— begin SUPPLIED ENTRIES —

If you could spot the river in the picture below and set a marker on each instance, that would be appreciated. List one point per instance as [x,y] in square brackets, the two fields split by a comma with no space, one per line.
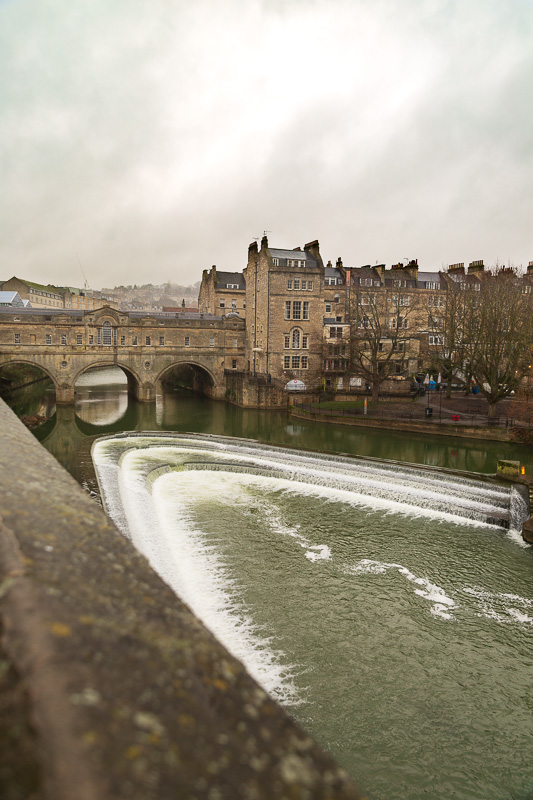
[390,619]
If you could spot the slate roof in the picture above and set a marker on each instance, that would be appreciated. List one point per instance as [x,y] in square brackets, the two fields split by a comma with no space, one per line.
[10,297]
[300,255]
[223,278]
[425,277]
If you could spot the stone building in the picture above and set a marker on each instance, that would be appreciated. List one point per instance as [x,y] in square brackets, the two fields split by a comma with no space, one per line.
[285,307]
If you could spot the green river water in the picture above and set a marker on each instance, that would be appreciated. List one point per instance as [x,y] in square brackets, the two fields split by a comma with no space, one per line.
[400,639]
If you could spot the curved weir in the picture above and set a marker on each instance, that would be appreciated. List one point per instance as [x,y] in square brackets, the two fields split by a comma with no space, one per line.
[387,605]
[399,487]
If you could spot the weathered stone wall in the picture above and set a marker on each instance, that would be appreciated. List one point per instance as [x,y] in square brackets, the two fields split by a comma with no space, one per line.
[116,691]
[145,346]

— end SUPPLIED ENTRIES —

■ DIRECTIVE:
Give back each entry exactly as it appears, with no pictures.

■ SOLUTION BELOW:
If you could spot the river in the picture below and set a marker on each instance, that would be appreciated. List one point per instance as [x,y] in square brackets, the two fields split by a comma with no space, one per line.
[390,619]
If you could spot the slate roof in the picture above and set a marker on each instance, that would be appreciated. List one point per instance as [x,y] in square brackets, the two fields split by a comma with no space, one per line.
[10,297]
[300,255]
[223,278]
[425,277]
If you could spot the stone building in the picture above and set a marker on each instance, that would be appreciated. List one point per instance as [x,y] in square brackets, the two fields split by a comma with no space, one per line.
[285,307]
If you could spot the green river water in the picture above and set a marker on each instance, that would be appreciated. List one point per instance as [x,y] in square brackets, the two fields split by a comma with no space, one per line.
[400,639]
If you could spot the curved weir in the picture above and set a marker on each instance, that would be appreciated. List one point per instance as [x,y] in square brackets, the two fields split by a comma with no space, one per line.
[387,605]
[399,487]
If you could spot the weathered stone wall in the picture above and set a marker on each instance, that would be appreciated. List one point per instance as [x,y] in square brackets, the two fields split by a comma with no space, one per line.
[116,691]
[145,346]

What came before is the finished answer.